Please output the listing below character for character and omit the images.

··········

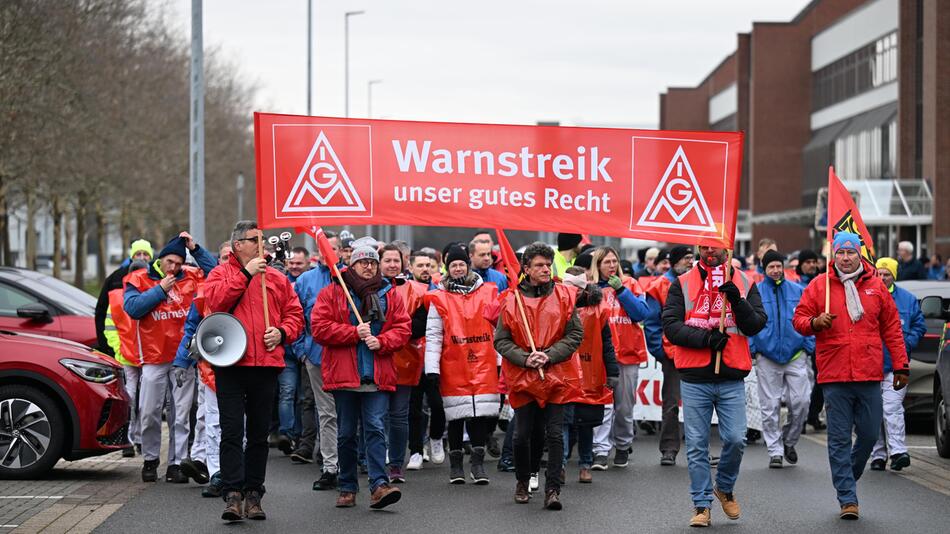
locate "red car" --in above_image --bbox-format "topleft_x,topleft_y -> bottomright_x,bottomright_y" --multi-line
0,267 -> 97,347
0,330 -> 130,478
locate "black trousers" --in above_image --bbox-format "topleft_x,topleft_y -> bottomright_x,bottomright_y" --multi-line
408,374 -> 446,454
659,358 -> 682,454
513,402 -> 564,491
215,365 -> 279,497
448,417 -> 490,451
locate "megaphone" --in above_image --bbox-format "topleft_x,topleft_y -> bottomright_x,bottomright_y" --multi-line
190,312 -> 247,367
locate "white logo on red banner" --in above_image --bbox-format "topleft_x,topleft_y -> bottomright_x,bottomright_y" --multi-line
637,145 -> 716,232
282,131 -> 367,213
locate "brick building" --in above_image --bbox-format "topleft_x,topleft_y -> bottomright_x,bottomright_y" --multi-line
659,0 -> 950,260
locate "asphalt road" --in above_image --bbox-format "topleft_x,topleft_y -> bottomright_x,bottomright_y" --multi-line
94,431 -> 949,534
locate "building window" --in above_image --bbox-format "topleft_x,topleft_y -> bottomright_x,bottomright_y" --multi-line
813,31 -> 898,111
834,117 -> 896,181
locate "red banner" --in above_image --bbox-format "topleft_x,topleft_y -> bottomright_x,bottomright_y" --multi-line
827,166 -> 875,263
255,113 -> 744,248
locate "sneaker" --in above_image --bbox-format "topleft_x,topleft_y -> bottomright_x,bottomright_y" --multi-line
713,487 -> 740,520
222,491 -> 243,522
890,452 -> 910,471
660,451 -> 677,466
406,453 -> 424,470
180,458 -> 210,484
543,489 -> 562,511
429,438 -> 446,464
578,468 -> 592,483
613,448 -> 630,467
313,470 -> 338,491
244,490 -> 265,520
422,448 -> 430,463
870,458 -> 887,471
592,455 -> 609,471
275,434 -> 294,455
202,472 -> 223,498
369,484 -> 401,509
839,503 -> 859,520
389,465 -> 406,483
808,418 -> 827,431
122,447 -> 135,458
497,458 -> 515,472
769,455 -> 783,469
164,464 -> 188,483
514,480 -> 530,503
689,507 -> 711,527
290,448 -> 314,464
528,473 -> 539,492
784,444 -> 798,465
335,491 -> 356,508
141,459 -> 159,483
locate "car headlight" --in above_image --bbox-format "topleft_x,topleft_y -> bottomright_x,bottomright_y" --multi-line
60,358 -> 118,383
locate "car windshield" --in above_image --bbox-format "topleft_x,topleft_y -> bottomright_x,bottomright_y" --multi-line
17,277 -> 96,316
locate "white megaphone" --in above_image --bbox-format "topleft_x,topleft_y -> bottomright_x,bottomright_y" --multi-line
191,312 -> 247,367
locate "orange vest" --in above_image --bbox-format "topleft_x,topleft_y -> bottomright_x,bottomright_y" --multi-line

··········

■ RESPONSE BELOW:
locate "red car" --in above_image --bbox-format "topleft_x,topleft_y -> bottomright_x,bottomright_y" --multi-line
0,267 -> 97,347
0,330 -> 130,478
locate "black trousers" --in above_image --bbox-format "topleft_x,topleft_y -> bottomright_x,bottomright_y" --multi-line
408,374 -> 446,454
659,358 -> 682,454
513,402 -> 564,491
215,365 -> 279,497
448,417 -> 490,451
locate "megaphone" --in above_image --bbox-format "topleft_x,topleft_y -> bottomright_x,bottomright_y" --multi-line
190,312 -> 247,367
locate "white logo on red banner" --in above_image --bbox-format "topleft_x,topleft_y -> bottomright_x,bottomright_y" --multi-line
637,145 -> 716,232
282,131 -> 367,213
locate "brick building" --in above_image --bbox-format "topleft_x,topleft_y -> bottomright_x,bottomright_y" --multi-line
659,0 -> 950,260
locate "asphalt road" --in above_image --bbox-format "topleft_x,topleft_y -> bottomright_x,bottomright_y" --multi-line
94,431 -> 949,534
locate "building window" --in above_image --bbox-format "topleft_x,topleft_y -> bottomright_x,bottomright_y" --multi-line
813,31 -> 898,111
834,117 -> 896,181
locate "red banner" --in above_image --bbox-format "topleft_x,topleft_y -> bottomright_x,bottomright_y" --multi-line
827,166 -> 875,263
255,113 -> 744,248
locate "sneaker" --in above_image --bbox-format "topleft_x,topleft_y -> bottomright_x,bottomright_y" --multi-line
713,487 -> 740,520
222,491 -> 243,522
890,452 -> 910,471
660,451 -> 677,466
406,453 -> 424,470
180,458 -> 210,484
543,489 -> 562,511
429,438 -> 446,464
578,468 -> 592,483
613,448 -> 630,467
313,470 -> 338,491
244,490 -> 265,520
422,448 -> 430,463
870,458 -> 887,471
592,455 -> 609,471
275,434 -> 294,455
202,472 -> 223,498
369,484 -> 401,509
839,503 -> 859,520
389,465 -> 406,483
808,418 -> 827,431
122,447 -> 135,458
497,458 -> 515,472
769,455 -> 783,469
164,464 -> 188,483
514,480 -> 530,503
689,507 -> 711,527
290,448 -> 314,464
528,473 -> 539,492
784,444 -> 798,465
335,491 -> 356,508
141,459 -> 159,483
locate "car headlight" --in above_image --bbox-format "topleft_x,topleft_y -> bottomright_x,bottomright_y" --multi-line
60,358 -> 118,383
locate "car windshield" --in above_image --bbox-format "topleft_x,topleft_y -> bottomright_x,bottomright_y" --multi-line
17,277 -> 96,316
locate "white megaphone" --in above_image --bbox-format "topleft_x,topleft_y -> bottomright_x,bottomright_y" --multi-line
191,312 -> 247,367
locate "orange vest" --in above_image --bbox-format "topleft_x,topleft_y -> bottomright_x,bottomright_y" --multi-line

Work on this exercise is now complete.